> **Exercise input**
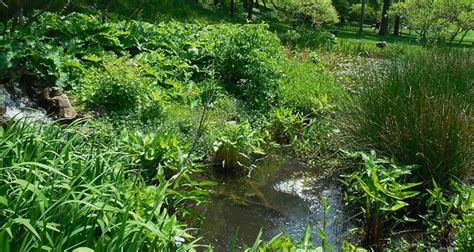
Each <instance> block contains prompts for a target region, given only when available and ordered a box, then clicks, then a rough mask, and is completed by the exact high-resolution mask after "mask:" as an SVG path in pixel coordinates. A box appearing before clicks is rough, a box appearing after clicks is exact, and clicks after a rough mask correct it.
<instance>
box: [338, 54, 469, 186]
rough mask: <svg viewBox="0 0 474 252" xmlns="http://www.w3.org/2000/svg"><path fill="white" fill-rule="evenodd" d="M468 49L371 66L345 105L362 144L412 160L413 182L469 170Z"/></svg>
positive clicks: (349, 123)
mask: <svg viewBox="0 0 474 252" xmlns="http://www.w3.org/2000/svg"><path fill="white" fill-rule="evenodd" d="M473 63H474V53H473V51H472V50H449V51H443V50H439V49H438V50H437V51H434V50H433V51H428V52H424V53H421V52H419V51H417V54H410V53H407V55H406V56H404V57H401V58H399V59H394V60H391V61H387V62H385V63H384V64H383V66H382V67H380V68H375V69H373V71H374V74H373V75H371V76H372V77H371V78H368V79H367V81H366V85H365V86H364V89H363V91H362V92H361V94H360V95H359V96H358V97H356V98H355V100H354V101H353V102H352V104H354V105H352V106H351V108H350V109H349V112H350V113H348V118H350V120H349V121H348V123H347V125H348V126H347V128H348V129H349V132H350V133H351V135H352V136H353V138H354V140H355V141H356V142H357V143H359V144H361V145H363V146H364V147H366V148H374V149H376V150H378V151H379V152H382V153H384V154H387V155H394V156H395V157H396V158H397V159H399V160H400V161H401V162H402V163H404V164H416V165H418V168H417V169H416V170H414V171H413V175H414V179H415V180H416V181H425V182H427V183H425V184H427V185H429V184H431V179H432V178H433V179H435V180H436V181H437V182H438V183H439V184H441V185H445V186H448V185H447V183H448V181H449V179H448V178H452V177H456V178H458V179H461V180H463V179H467V177H468V176H469V174H472V163H473V158H472V157H473V134H472V132H473V128H472V118H473V113H472V102H473V98H472V97H474V92H473V91H474V89H473V87H474V85H473V80H474V64H473Z"/></svg>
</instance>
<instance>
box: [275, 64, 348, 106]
mask: <svg viewBox="0 0 474 252" xmlns="http://www.w3.org/2000/svg"><path fill="white" fill-rule="evenodd" d="M285 74H286V77H285V79H284V80H283V81H282V83H281V85H280V86H279V87H278V90H277V96H278V100H279V101H280V102H281V103H282V105H284V106H286V107H291V108H293V109H294V110H295V111H297V112H301V113H303V114H304V115H311V114H317V113H320V112H322V111H327V110H329V109H330V108H332V106H333V105H334V104H336V103H337V100H338V99H340V96H342V94H343V92H342V88H341V87H339V86H337V85H336V84H335V81H334V78H333V76H332V75H331V74H330V73H329V71H327V70H326V69H325V68H324V66H322V65H320V64H314V63H312V62H310V61H306V60H305V61H303V62H300V61H298V60H297V59H294V60H293V61H292V62H291V64H289V65H288V67H287V69H286V72H285Z"/></svg>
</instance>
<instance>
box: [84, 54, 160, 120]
mask: <svg viewBox="0 0 474 252" xmlns="http://www.w3.org/2000/svg"><path fill="white" fill-rule="evenodd" d="M151 82H152V80H151V79H150V78H147V77H145V76H144V74H143V72H142V70H141V69H140V68H139V67H137V66H136V65H134V63H133V61H127V60H124V59H113V58H109V59H108V60H106V61H105V62H104V63H103V66H102V67H93V68H91V69H89V70H88V71H87V72H86V73H85V75H84V77H83V78H82V80H81V88H80V90H78V96H79V97H78V99H79V101H80V103H81V104H83V105H85V106H86V107H88V108H93V109H96V110H99V111H105V112H111V111H134V110H135V111H136V110H137V109H139V108H140V106H141V105H142V104H143V103H144V102H145V100H146V97H147V93H148V90H149V88H150V84H151Z"/></svg>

> **About this exercise**
Write out all of the data above line for line, without any change, and omit the picture.

> **Task solution**
Each <instance> block contains prompts for a target region, given only when available and ordered a box, then clicks, then a rough mask, and is completed by the exact high-resolution mask after "mask:" as an SVG path in pixel coordinates. A box appearing before clicks is rough, a box appearing after clicks is exact, and clicks after a rough mask correct it.
<instance>
box: [338, 54, 469, 186]
rough mask: <svg viewBox="0 0 474 252" xmlns="http://www.w3.org/2000/svg"><path fill="white" fill-rule="evenodd" d="M468 49L371 66L345 105L362 144L412 160L413 182L469 170Z"/></svg>
positive clicks: (349, 123)
mask: <svg viewBox="0 0 474 252" xmlns="http://www.w3.org/2000/svg"><path fill="white" fill-rule="evenodd" d="M473 63H474V53H473V51H472V50H449V51H443V50H439V49H438V50H437V51H434V50H433V51H428V52H424V53H421V52H419V51H417V54H410V53H407V55H406V56H404V57H401V58H399V59H394V60H391V61H387V62H385V63H384V64H383V66H382V67H380V68H375V69H373V71H374V74H373V75H371V76H372V77H371V78H368V79H367V81H366V85H365V86H364V89H363V91H362V92H361V94H360V95H359V96H358V97H356V98H355V100H354V101H353V102H352V104H354V105H352V106H351V108H350V109H349V112H350V113H348V118H350V120H349V121H348V123H347V125H348V126H347V128H348V129H349V132H350V133H351V135H352V136H353V138H354V140H355V141H356V142H357V143H359V144H361V145H363V146H364V147H366V148H374V149H376V150H378V151H379V152H382V153H384V154H387V155H394V156H395V157H396V158H397V159H399V160H400V161H401V162H402V163H404V164H416V165H418V168H417V169H416V170H414V171H413V175H414V179H415V180H416V181H425V182H427V183H425V184H427V185H429V184H431V179H432V178H433V179H435V180H436V181H437V182H438V183H439V184H441V185H445V186H448V185H447V183H448V181H449V179H448V178H452V177H456V178H458V179H461V180H463V179H467V177H468V176H469V174H472V163H473V158H472V157H473V134H472V132H473V128H472V118H473V113H472V102H473V98H472V97H474V92H473V91H474V89H473V87H474V85H473V80H474V64H473Z"/></svg>
</instance>
<instance>
box: [275, 64, 348, 106]
mask: <svg viewBox="0 0 474 252" xmlns="http://www.w3.org/2000/svg"><path fill="white" fill-rule="evenodd" d="M285 74H286V77H285V79H284V80H283V81H282V83H281V85H280V86H279V87H278V90H277V96H278V100H279V101H280V102H281V103H282V105H284V106H286V107H291V108H293V109H294V110H295V111H297V112H301V113H303V114H304V115H311V114H317V113H320V112H322V111H327V110H329V109H330V108H332V106H333V105H334V104H336V103H337V100H338V99H340V96H342V94H343V92H342V88H341V87H339V86H337V85H336V84H335V81H334V78H333V76H332V75H331V74H330V73H329V71H327V70H326V69H325V68H324V66H322V65H320V64H314V63H312V62H310V61H306V60H305V61H303V62H300V61H298V60H297V59H294V60H293V61H292V62H291V64H289V65H288V67H287V69H286V72H285Z"/></svg>
</instance>
<instance>
box: [84, 54, 160, 120]
mask: <svg viewBox="0 0 474 252" xmlns="http://www.w3.org/2000/svg"><path fill="white" fill-rule="evenodd" d="M151 82H152V80H151V79H150V78H147V77H145V76H144V74H143V72H142V70H141V69H140V68H139V67H137V66H136V65H134V63H133V61H127V60H124V59H113V58H109V59H108V60H106V61H105V62H104V63H103V66H102V67H93V68H91V69H89V70H88V71H87V72H86V73H85V75H84V77H83V78H82V80H81V88H80V90H78V96H79V97H78V99H79V101H80V103H81V104H83V105H85V106H86V107H88V108H93V109H96V110H99V111H105V112H111V111H134V110H135V111H136V110H137V109H139V108H140V106H141V105H142V104H143V103H144V102H145V100H146V97H147V93H148V90H149V88H150V84H151Z"/></svg>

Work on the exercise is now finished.